[Coordinate labeling data]
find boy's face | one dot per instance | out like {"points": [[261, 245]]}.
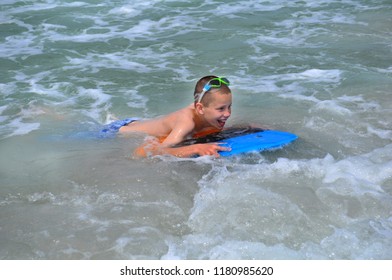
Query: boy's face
{"points": [[218, 109]]}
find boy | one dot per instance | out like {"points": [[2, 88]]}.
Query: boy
{"points": [[208, 114]]}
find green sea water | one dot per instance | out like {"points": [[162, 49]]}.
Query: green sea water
{"points": [[319, 69]]}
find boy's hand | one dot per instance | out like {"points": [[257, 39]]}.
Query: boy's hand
{"points": [[210, 149]]}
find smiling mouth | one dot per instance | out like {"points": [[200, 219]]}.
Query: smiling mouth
{"points": [[221, 123]]}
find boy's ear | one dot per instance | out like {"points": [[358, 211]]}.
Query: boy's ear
{"points": [[199, 108]]}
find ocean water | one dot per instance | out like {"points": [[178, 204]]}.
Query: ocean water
{"points": [[321, 69]]}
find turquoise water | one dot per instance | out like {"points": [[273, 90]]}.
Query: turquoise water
{"points": [[320, 69]]}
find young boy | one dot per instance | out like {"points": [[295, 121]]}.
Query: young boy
{"points": [[208, 114]]}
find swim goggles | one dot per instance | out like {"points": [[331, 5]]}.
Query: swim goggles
{"points": [[213, 83]]}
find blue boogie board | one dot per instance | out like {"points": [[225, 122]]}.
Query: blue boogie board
{"points": [[247, 140], [257, 142]]}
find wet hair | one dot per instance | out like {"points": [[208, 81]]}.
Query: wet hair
{"points": [[207, 96]]}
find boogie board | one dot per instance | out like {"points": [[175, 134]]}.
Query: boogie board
{"points": [[247, 140]]}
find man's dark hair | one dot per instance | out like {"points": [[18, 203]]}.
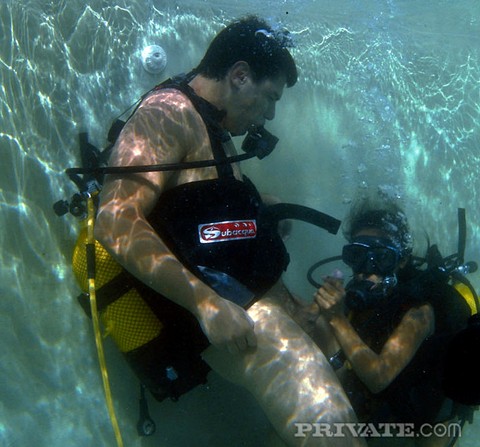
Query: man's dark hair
{"points": [[384, 216], [252, 40]]}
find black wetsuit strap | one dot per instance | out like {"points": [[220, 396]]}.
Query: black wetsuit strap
{"points": [[211, 116], [282, 211], [109, 292]]}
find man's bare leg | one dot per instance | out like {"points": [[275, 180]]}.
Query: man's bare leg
{"points": [[290, 378]]}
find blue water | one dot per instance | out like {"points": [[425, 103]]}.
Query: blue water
{"points": [[388, 100]]}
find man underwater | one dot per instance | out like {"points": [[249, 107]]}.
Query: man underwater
{"points": [[153, 223]]}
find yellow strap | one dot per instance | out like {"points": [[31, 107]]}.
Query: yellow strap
{"points": [[96, 326]]}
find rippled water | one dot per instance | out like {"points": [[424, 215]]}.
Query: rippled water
{"points": [[388, 99]]}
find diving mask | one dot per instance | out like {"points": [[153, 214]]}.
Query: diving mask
{"points": [[371, 255]]}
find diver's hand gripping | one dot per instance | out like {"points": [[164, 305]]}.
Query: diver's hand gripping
{"points": [[226, 325]]}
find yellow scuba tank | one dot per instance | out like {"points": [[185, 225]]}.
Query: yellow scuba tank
{"points": [[467, 294], [128, 320]]}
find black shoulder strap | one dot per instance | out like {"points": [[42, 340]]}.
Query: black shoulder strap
{"points": [[211, 116]]}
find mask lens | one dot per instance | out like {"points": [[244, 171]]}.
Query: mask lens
{"points": [[385, 259], [370, 257], [355, 255]]}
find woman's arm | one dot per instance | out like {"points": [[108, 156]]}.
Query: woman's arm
{"points": [[376, 371]]}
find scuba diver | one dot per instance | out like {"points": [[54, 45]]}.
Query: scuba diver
{"points": [[188, 255], [386, 332]]}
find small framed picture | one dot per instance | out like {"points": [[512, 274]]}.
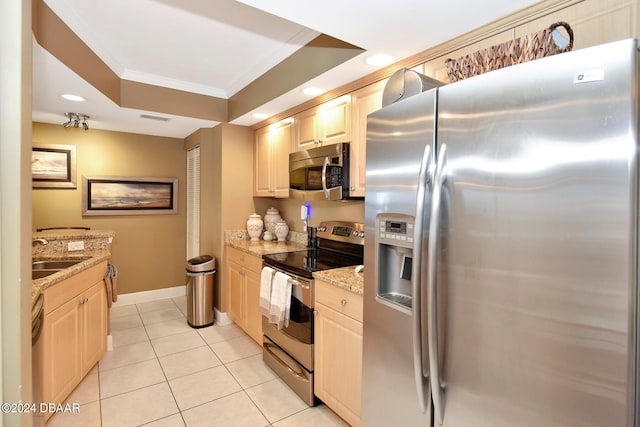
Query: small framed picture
{"points": [[53, 166]]}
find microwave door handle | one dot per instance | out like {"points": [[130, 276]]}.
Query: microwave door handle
{"points": [[324, 177]]}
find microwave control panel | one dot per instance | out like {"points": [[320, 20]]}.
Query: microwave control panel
{"points": [[395, 230]]}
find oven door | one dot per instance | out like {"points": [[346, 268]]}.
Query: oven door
{"points": [[297, 338]]}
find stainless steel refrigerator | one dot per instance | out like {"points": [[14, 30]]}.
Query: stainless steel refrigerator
{"points": [[501, 259]]}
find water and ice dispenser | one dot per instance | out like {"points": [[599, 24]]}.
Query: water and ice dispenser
{"points": [[394, 254]]}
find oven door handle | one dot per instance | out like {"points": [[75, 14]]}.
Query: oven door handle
{"points": [[295, 282], [268, 348]]}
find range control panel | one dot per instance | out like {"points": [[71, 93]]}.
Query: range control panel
{"points": [[349, 232], [395, 229]]}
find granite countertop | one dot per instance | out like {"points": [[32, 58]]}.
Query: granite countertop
{"points": [[97, 245], [39, 285], [345, 277], [262, 247]]}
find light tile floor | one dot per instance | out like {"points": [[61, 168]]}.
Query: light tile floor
{"points": [[162, 372]]}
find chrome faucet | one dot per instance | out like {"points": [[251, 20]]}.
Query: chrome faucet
{"points": [[39, 241]]}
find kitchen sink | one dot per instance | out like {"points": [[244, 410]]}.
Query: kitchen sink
{"points": [[54, 264]]}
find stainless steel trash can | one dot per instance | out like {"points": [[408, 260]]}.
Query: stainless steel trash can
{"points": [[200, 271]]}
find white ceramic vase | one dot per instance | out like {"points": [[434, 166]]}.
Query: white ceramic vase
{"points": [[270, 219], [254, 226], [282, 230]]}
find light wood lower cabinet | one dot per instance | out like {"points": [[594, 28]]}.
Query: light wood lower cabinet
{"points": [[74, 333], [243, 278], [338, 350]]}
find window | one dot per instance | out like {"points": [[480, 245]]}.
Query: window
{"points": [[193, 202]]}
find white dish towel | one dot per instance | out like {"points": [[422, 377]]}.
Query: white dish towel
{"points": [[266, 278], [280, 300]]}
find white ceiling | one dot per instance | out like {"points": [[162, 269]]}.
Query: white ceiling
{"points": [[217, 47]]}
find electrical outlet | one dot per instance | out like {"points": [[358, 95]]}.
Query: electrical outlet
{"points": [[75, 246]]}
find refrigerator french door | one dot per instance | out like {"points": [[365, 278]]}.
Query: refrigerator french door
{"points": [[525, 313]]}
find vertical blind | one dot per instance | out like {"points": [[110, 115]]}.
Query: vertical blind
{"points": [[193, 202]]}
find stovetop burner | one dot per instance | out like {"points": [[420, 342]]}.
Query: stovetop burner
{"points": [[340, 244]]}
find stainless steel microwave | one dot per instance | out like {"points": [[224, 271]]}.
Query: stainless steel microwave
{"points": [[320, 173]]}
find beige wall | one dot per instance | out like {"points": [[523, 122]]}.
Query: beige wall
{"points": [[149, 250], [15, 208], [225, 191]]}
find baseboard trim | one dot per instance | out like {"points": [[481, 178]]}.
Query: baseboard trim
{"points": [[153, 295], [221, 318]]}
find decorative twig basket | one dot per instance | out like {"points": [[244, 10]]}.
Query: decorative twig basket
{"points": [[522, 49]]}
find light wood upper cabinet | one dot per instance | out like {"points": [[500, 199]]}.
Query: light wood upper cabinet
{"points": [[329, 123], [363, 102], [271, 160], [335, 120], [307, 130], [338, 350], [243, 278]]}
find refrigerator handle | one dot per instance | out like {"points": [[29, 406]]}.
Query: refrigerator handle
{"points": [[421, 372], [437, 386], [324, 176]]}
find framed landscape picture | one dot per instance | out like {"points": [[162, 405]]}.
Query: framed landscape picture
{"points": [[114, 195], [53, 166]]}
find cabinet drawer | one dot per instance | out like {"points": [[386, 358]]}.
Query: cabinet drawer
{"points": [[60, 293], [248, 261], [339, 299]]}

◆ **Exercise objective**
Copy out the listing exactly as it stands, but not the pictures.

◆ **Written solution**
find boy's face | one dot per instance | out like {"points": [[261, 245]]}.
Query: boy's face
{"points": [[218, 109]]}
find boy | one dot per instance | out like {"points": [[2, 88]]}.
Query: boy
{"points": [[208, 114]]}
find green sea water | one dot per instance | out like {"points": [[162, 49]]}.
Query: green sea water
{"points": [[319, 69]]}
find boy's hand | one dot per instance | out like {"points": [[257, 39]]}.
Query: boy's hand
{"points": [[210, 149]]}
find smiling mouth | one dot per instance | out like {"points": [[200, 219]]}.
Query: smiling mouth
{"points": [[221, 123]]}
find boy's ear | one dot per instance | out like {"points": [[358, 211]]}.
Query: boy's ear
{"points": [[199, 108]]}
find ocean water | one dot per instance | out like {"points": [[178, 204]]}.
Query: ocean water
{"points": [[321, 69]]}
find turquoise water | one dot per instance | out like {"points": [[273, 90]]}.
Query: turquoise water
{"points": [[320, 69]]}
find young boy | one dot per instance | out like {"points": [[295, 121]]}.
Query: young boy
{"points": [[208, 114]]}
find swim goggles | one dot per instance | out like {"points": [[331, 5]]}.
Query: swim goggles
{"points": [[213, 83]]}
find blue boogie board | one dot per instance | out like {"points": [[225, 122]]}.
Query: blue boogie board
{"points": [[247, 140], [257, 142]]}
find wet hair | one dot per instance | out like {"points": [[208, 81]]}.
Query: wet hair
{"points": [[207, 96]]}
find boogie board | one dot per instance | out like {"points": [[175, 134]]}.
Query: boogie board
{"points": [[247, 140]]}
find man's dark hair | one dot per instance | out like {"points": [[18, 203]]}.
Query: man's dark hair
{"points": [[384, 216], [252, 40]]}
find black wetsuit strap | one dot per instance | out like {"points": [[220, 396]]}.
Query: black wetsuit strap
{"points": [[211, 116], [282, 211], [109, 292]]}
find man's bare leg | one dot per instance | out like {"points": [[275, 180]]}.
Query: man's bare leg
{"points": [[290, 378]]}
find blue water | one dot per instance | out like {"points": [[425, 103]]}.
Query: blue water
{"points": [[388, 100]]}
find man underwater | one dot per instance | out like {"points": [[249, 107]]}.
Query: man underwater
{"points": [[153, 223]]}
find yellow strap | one dot per instance | out like {"points": [[31, 107]]}.
Query: yellow strap
{"points": [[96, 326]]}
find rippled water | one dot per instance | out like {"points": [[424, 215]]}.
Query: rippled water
{"points": [[388, 99]]}
find diving mask | one dot per instance | out like {"points": [[153, 214]]}.
Query: diving mask
{"points": [[371, 255]]}
find diver's hand gripping | one dot per instance | out like {"points": [[164, 305]]}.
Query: diver's hand gripping
{"points": [[226, 325]]}
find yellow scuba tank | one dot per instance | out like {"points": [[185, 225]]}.
Query: yellow scuba tank
{"points": [[467, 294], [128, 320]]}
find black shoulder strap | one dot per instance | out like {"points": [[42, 340]]}.
Query: black shoulder strap
{"points": [[211, 116]]}
find mask lens | one dot per instance | out like {"points": [[244, 171]]}.
Query: mask lens
{"points": [[385, 259], [370, 257], [355, 255]]}
find woman's arm | one dot per instance | out like {"points": [[108, 156]]}.
Query: woman's arm
{"points": [[376, 371]]}
find scuba diver | one dot per instance | out like {"points": [[54, 45]]}.
Query: scuba diver
{"points": [[188, 255], [386, 332]]}
find small framed picture | one dot per instance | out like {"points": [[512, 274]]}.
Query: small framed picture
{"points": [[53, 166]]}
find microwave door handle | one dot per instance | out like {"points": [[130, 276]]}.
Query: microwave door handle
{"points": [[324, 177]]}
find microwave control panel | one dot per instance | out like {"points": [[320, 20]]}.
Query: microwave control panel
{"points": [[395, 230]]}
find oven door | one dot per instance | out like {"points": [[346, 268]]}.
Query: oven door
{"points": [[297, 338]]}
find stainless steel refrigerator | one dot per instance | out like {"points": [[14, 30]]}.
Query: stainless steel refrigerator
{"points": [[501, 259]]}
find water and ice dispenser | one dot per instance | out like {"points": [[599, 24]]}.
Query: water and ice dispenser
{"points": [[394, 254]]}
find oven door handle | one dot per instance | out like {"points": [[75, 14]]}.
Query: oven door handle
{"points": [[295, 282], [268, 348]]}
find range control panel | one dot per instance | out like {"points": [[71, 93]]}.
Query: range control panel
{"points": [[349, 232], [395, 229]]}
find granite countertop | one dot per instance | out like {"points": [[32, 58]]}.
Query: granite countertop
{"points": [[97, 245], [39, 285], [345, 277], [262, 247]]}
find light tile floor | one dot per instance | out like {"points": [[61, 168]]}.
Query: light tile floor
{"points": [[162, 372]]}
find chrome faucet | one dot per instance | out like {"points": [[251, 20]]}.
Query: chrome faucet
{"points": [[39, 241]]}
find kitchen sink | one dot per instance | out like {"points": [[244, 410]]}.
Query: kitchen sink
{"points": [[54, 264]]}
find stainless steel trash can | one dot per instance | out like {"points": [[408, 260]]}.
Query: stainless steel trash can
{"points": [[200, 271]]}
find white ceramic vase | one dot per instance | out like {"points": [[434, 166]]}.
Query: white ceramic vase
{"points": [[270, 219], [254, 226], [282, 230]]}
find light wood lower cabinet | one dot per instance | out like {"points": [[594, 28]]}.
Query: light wood lower cabinet
{"points": [[74, 333], [243, 278], [338, 350]]}
find window | one dot per instance | out like {"points": [[480, 245]]}.
Query: window
{"points": [[193, 202]]}
find white dish towel | one dot per instance | out like {"points": [[422, 377]]}.
Query: white dish towel
{"points": [[266, 278], [280, 300]]}
find white ceiling | one dot per instance | out like {"points": [[162, 269]]}.
Query: white ceiling
{"points": [[217, 47]]}
find electrical outlet | one dot per instance | out like {"points": [[358, 95]]}.
Query: electrical outlet
{"points": [[75, 246]]}
find refrigerator french door | one dot per instance | out like {"points": [[365, 278]]}.
Query: refrigerator french door
{"points": [[525, 313]]}
find vertical blind | one dot per instance | out like {"points": [[110, 115]]}.
Query: vertical blind
{"points": [[193, 202]]}
find stovetop burner | one dot per instance | out like {"points": [[420, 342]]}.
Query: stovetop burner
{"points": [[340, 244]]}
find stainless steel microwave | one dot per instance | out like {"points": [[224, 271]]}.
Query: stainless steel microwave
{"points": [[320, 173]]}
find beige wall | one dot per instance | out like {"points": [[523, 122]]}.
Query: beige wall
{"points": [[149, 250], [15, 208], [225, 191]]}
find baseboard trim | one dot per instance | out like {"points": [[481, 178]]}.
Query: baseboard trim
{"points": [[153, 295], [221, 318]]}
find decorative twig basket | one dot per instance | out like {"points": [[244, 10]]}.
Query: decorative twig basket
{"points": [[522, 49]]}
find light wood upper cabinet | one dot per instance | out like {"points": [[500, 199]]}.
Query: light wood upper cabinet
{"points": [[329, 123], [363, 102], [271, 160], [335, 120], [307, 130], [338, 350], [243, 278]]}
find refrigerator handle | one dot per instance | out like {"points": [[29, 406]]}.
Query: refrigerator handle
{"points": [[421, 372], [437, 386], [324, 176]]}
find framed landscape picture | one dot per instance | out like {"points": [[162, 405]]}.
Query: framed landscape picture
{"points": [[114, 195], [53, 166]]}
find cabinet drawer | one dot per instance | out like {"points": [[386, 358]]}.
Query: cabinet drawer
{"points": [[60, 293], [248, 261], [339, 299]]}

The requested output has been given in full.